- TASK INSTRUCTIONS
Copy the material word for word, from its first line through the line containing "M 257 175 L", and include both of those lines.

----- GIVEN ENTRIES

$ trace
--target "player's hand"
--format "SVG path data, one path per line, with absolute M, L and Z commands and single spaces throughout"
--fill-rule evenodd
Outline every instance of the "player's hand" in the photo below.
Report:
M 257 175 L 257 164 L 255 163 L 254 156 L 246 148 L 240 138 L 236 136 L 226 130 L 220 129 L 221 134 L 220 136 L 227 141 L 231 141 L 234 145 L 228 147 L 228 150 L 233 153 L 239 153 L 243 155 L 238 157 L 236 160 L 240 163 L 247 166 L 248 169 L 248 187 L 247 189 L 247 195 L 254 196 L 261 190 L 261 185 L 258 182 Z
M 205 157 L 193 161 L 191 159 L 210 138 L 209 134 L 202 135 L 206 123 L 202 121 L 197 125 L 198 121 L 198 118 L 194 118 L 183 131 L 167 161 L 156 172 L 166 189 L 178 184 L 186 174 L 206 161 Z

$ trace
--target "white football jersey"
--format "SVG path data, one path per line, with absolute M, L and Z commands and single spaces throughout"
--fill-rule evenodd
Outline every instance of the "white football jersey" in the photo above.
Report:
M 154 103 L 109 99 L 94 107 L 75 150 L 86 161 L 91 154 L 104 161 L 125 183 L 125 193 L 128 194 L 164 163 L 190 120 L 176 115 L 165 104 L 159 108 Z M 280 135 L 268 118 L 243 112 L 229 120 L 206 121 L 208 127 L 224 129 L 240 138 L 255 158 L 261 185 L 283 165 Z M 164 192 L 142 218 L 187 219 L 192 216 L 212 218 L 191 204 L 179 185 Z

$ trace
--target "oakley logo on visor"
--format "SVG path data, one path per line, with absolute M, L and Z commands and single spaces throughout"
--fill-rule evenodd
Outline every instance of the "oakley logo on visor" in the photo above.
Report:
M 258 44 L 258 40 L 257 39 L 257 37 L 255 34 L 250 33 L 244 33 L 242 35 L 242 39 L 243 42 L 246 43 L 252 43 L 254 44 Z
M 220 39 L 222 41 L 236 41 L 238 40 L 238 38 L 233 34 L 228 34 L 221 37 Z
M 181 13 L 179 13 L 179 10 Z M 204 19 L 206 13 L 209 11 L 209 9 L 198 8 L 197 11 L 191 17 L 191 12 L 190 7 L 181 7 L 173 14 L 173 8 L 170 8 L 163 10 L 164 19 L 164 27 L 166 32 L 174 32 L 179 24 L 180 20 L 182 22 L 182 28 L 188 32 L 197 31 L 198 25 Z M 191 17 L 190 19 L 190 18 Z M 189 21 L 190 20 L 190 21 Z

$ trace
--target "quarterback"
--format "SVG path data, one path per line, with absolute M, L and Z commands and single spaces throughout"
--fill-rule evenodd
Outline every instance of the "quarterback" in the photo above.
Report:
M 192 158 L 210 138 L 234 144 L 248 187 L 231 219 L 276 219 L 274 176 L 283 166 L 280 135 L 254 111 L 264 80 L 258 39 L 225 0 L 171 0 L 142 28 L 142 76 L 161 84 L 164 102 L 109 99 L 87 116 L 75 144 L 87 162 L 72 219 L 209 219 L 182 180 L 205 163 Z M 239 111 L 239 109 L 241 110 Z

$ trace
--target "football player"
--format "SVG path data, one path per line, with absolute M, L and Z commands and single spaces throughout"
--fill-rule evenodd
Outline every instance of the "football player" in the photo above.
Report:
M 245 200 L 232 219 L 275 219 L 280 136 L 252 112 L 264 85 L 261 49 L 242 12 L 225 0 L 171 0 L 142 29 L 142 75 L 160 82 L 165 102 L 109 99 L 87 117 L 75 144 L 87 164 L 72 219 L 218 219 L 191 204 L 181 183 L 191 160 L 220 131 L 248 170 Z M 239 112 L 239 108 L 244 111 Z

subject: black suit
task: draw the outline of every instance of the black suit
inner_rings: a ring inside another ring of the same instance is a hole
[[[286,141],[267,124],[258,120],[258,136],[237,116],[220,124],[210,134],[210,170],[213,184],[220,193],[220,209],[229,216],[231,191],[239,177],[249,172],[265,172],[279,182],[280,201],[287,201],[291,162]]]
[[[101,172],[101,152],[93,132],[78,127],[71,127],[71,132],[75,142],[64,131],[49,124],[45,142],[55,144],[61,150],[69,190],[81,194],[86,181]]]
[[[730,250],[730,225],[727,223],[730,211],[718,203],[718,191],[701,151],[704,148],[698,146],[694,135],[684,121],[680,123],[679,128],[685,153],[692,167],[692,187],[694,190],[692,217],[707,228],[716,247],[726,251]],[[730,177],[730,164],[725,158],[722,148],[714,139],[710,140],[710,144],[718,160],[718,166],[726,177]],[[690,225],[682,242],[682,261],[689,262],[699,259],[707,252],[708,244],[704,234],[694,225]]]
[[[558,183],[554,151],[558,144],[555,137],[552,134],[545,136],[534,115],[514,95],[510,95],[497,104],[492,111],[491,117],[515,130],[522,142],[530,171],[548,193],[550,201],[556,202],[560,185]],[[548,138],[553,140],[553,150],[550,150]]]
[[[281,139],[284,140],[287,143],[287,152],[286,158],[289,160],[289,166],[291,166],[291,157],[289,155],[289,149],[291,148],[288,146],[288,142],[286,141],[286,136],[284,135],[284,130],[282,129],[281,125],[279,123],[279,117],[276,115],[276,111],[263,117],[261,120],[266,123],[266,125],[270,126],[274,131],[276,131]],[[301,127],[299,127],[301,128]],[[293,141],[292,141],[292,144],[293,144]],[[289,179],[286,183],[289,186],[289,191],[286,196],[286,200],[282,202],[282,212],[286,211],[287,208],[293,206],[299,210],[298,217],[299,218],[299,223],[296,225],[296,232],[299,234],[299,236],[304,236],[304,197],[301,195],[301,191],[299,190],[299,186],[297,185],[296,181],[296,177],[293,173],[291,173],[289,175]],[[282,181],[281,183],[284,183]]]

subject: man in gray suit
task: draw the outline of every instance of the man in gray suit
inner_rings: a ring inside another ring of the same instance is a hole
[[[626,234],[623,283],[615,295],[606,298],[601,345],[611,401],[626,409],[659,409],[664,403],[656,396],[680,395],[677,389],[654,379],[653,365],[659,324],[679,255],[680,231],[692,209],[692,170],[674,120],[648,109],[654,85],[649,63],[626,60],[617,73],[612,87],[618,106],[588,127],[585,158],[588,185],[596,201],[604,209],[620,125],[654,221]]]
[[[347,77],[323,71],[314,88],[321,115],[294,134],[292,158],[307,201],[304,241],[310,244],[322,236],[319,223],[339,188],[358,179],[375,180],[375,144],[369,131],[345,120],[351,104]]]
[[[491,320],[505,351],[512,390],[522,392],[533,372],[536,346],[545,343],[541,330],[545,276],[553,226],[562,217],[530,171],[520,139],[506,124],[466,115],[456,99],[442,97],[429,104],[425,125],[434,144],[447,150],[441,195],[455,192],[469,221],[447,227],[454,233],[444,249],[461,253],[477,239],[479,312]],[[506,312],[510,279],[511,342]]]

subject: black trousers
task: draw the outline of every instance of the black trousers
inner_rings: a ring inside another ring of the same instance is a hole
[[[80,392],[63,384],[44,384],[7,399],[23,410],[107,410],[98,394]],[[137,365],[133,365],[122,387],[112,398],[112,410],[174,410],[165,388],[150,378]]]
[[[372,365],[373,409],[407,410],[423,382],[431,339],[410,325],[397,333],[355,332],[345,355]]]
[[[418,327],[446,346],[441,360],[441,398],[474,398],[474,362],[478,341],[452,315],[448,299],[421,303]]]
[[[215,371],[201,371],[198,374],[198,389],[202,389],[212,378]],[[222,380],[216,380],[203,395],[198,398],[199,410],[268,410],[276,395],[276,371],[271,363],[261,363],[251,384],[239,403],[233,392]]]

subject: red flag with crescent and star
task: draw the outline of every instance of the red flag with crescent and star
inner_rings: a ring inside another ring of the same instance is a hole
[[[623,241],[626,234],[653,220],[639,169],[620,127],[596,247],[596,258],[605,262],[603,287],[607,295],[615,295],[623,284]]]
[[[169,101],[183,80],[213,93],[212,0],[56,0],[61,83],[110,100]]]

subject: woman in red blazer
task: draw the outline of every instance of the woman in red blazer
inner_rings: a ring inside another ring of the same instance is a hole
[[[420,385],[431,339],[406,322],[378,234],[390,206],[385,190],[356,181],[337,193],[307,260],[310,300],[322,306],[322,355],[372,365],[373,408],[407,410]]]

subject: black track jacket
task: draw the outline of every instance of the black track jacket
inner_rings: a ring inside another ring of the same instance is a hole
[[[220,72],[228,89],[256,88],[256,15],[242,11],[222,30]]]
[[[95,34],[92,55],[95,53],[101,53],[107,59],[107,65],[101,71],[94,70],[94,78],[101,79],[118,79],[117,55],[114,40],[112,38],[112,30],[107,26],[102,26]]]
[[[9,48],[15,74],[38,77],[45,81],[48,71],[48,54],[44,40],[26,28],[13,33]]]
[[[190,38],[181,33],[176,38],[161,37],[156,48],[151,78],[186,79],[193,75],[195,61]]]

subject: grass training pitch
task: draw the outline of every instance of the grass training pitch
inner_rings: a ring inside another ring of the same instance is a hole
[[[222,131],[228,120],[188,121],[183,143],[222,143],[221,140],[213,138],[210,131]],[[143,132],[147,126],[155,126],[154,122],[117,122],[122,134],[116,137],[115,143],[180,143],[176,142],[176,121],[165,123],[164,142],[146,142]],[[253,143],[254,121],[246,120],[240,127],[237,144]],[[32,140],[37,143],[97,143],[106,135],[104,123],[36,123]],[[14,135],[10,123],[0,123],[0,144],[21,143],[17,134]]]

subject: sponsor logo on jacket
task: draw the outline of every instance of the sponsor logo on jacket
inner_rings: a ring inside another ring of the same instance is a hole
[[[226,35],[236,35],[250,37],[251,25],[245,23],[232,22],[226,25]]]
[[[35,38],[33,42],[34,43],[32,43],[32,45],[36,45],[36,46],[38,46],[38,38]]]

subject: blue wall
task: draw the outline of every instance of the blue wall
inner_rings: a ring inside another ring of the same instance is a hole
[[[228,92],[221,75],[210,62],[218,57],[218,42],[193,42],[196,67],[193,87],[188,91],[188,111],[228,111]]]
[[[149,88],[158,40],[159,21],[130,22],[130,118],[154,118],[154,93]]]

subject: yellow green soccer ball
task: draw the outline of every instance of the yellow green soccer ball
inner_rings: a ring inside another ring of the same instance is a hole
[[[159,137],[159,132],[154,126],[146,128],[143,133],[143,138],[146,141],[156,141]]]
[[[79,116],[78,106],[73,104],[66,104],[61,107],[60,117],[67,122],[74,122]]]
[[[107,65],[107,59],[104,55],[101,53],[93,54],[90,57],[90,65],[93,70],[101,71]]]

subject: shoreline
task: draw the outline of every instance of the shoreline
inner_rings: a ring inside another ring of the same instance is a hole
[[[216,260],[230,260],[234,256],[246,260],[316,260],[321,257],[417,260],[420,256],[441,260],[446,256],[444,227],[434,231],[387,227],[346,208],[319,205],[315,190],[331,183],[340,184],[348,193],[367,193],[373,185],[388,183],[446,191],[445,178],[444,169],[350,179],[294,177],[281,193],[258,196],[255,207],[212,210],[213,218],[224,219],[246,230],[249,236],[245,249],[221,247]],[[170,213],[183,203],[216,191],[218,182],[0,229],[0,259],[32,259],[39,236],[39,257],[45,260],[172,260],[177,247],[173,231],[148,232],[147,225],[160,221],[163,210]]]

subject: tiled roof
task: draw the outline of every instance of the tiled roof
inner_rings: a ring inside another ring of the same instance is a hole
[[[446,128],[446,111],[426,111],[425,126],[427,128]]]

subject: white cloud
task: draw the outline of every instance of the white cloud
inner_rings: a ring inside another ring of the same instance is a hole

----------

- WORKED SOLUTION
$ trace
--target "player's hand"
--format "SVG path data, one path per line, with absolute M, L and Z commands and single spaces throughout"
--fill-rule evenodd
Outline every instance of the "player's hand" in the photo below.
Report:
M 257 175 L 257 164 L 255 163 L 254 156 L 246 148 L 240 138 L 236 136 L 226 130 L 220 129 L 221 134 L 220 136 L 227 141 L 231 141 L 234 145 L 228 147 L 228 150 L 233 153 L 239 153 L 243 155 L 238 157 L 236 160 L 240 163 L 247 166 L 248 169 L 248 187 L 247 189 L 247 195 L 254 196 L 261 190 L 261 185 L 258 182 Z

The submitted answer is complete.